◆ Page text ◆
========
Jesus was a hardliner when it came to the one god edict. Most of Judea wasn’t.  Have come to think that Jesus believed his god was much more a holy spirit/path for lifting the burden of the downtrodden, than Yahweh or any individual entity. Christ seemed to believe that accepting his tenets provided salvation and the future of Judaism. Doubtful Jesus believed in any afterlife. Extremely unlikely that he planned on ending up hung on a Roman cross.

I believe Jesus was a quintessential Jew. His teachings were for the Jewish diaspora. He had no thought of going beyond them. He spent the majority of his life and ministry in the backwaters of Galilee.  Have come to believe that Jesus may have been quite naive. When he took his traveling medicine & religion show to Jerusalem for his final Passover celebration, Jesus was unaware of the conscienceless brutality of those in power and the self-absorption of the general populace in Jerusalem. Jesus had little idea of what he was riding into. 

Have also come to believe that when Jesus was referring to the Son, Father or any other form of deity, he was implying that anyone could become such a deity by plugging into the thinking of treating other Jews as you treat yourself/family & doing everything in your power to make their lives better. “Worshiping one god” was acceptance and practice of these basic principles. What Jesus thought of as God lies within these principles. Jesus believed this holy spirit was truly the god of Abraham and Moses. These principles were the Holy Spirit and any who bring them into their lives are deified and have made themselves holy. These principles also transcend death and have the potential to bring an everlasting better life for their adherents and descendants. Jesus was about the salvation of the Jewish nation. Jesus would likely have voluntarily given up his life to assure the independence of the nation and its adherence to the tenets which could sustain it.
========
[Collected data entries]
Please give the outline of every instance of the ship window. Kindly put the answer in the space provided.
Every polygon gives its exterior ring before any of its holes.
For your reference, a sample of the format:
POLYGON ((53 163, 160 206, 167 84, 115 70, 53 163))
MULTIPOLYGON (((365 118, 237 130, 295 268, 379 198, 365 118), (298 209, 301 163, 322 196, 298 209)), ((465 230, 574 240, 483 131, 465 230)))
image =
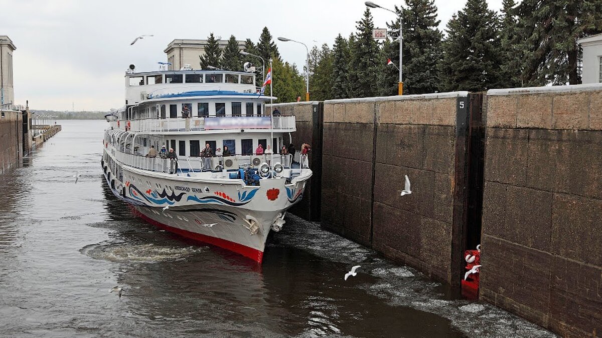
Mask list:
POLYGON ((198 140, 190 140, 190 156, 198 157, 200 153, 200 143, 198 140))
POLYGON ((236 154, 236 140, 224 140, 222 143, 222 151, 224 151, 224 148, 228 147, 228 150, 232 155, 236 154))
POLYGON ((186 74, 186 83, 199 84, 203 82, 202 74, 186 74))
POLYGON ((129 85, 141 85, 144 84, 144 78, 142 76, 131 76, 129 78, 129 85))
POLYGON ((250 155, 253 154, 253 139, 246 138, 240 140, 240 147, 243 155, 250 155))
POLYGON ((253 102, 247 102, 244 108, 246 115, 247 116, 253 116, 253 102))
POLYGON ((207 83, 222 83, 223 74, 207 74, 205 76, 205 82, 207 83))
POLYGON ((253 84, 253 75, 241 75, 240 83, 244 84, 253 84))
POLYGON ((186 141, 179 141, 178 142, 178 146, 179 149, 178 149, 178 156, 186 156, 186 141))
POLYGON ((226 116, 226 103, 216 103, 216 116, 226 116))
POLYGON ((165 83, 166 84, 181 84, 182 83, 182 74, 167 74, 165 76, 165 83))
POLYGON ((226 74, 226 83, 237 84, 238 83, 238 74, 226 74))
POLYGON ((199 117, 206 117, 209 116, 209 103, 208 102, 199 102, 197 105, 197 116, 199 117))
POLYGON ((232 116, 240 116, 241 115, 241 105, 240 102, 232 102, 232 116))

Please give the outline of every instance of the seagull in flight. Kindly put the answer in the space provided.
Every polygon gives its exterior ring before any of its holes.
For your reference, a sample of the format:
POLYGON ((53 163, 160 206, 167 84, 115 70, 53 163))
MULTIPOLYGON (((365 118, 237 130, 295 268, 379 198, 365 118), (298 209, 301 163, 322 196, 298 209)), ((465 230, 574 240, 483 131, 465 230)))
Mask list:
========
◆ Task requirements ◆
Extract the complete text about Jesus's beliefs and teachings shown above, reproducing it word for word.

◆ Your response ◆
Jesus was a hardliner when it came to the one god edict. Most of Judea wasn’t.  Have come to think that Jesus believed his god was much more a holy spirit/path for lifting the burden of the downtrodden, than Yahweh or any individual entity. Christ seemed to believe that accepting his tenets provided salvation and the future of Judaism. Doubtful Jesus believed in any afterlife. Extremely unlikely that he planned on ending up hung on a Roman cross.

I believe Jesus was a quintessential Jew. His teachings were for the Jewish diaspora. He had no thought of going beyond them. He spent the majority of his life and ministry in the backwaters of Galilee.  Have come to believe that Jesus may have been quite naive. When he took his traveling medicine & religion show to Jerusalem for his final Passover celebration, Jesus was unaware of the conscienceless brutality of those in power and the self-absorption of the general populace in Jerusalem. Jesus had little idea of what he was riding into. 

Have also come to believe that when Jesus was referring to the Son, Father or any other form of deity, he was implying that anyone could become such a deity by plugging into the thinking of treating other Jews as you treat yourself/family & doing everything in your power to make their lives better. “Worshiping one god” was acceptance and practice of these basic principles. What Jesus thought of as God lies within these principles. Jesus believed this holy spirit was truly the god of Abraham and Moses. These principles were the Holy Spirit and any who bring them into their lives are deified and have made themselves holy. These principles also transcend death and have the potential to bring an everlasting better life for their adherents and descendants. Jesus was about the salvation of the Jewish nation. Jesus would likely have voluntarily given up his life to assure the independence of the nation and its adherence to the tenets which could sustain it.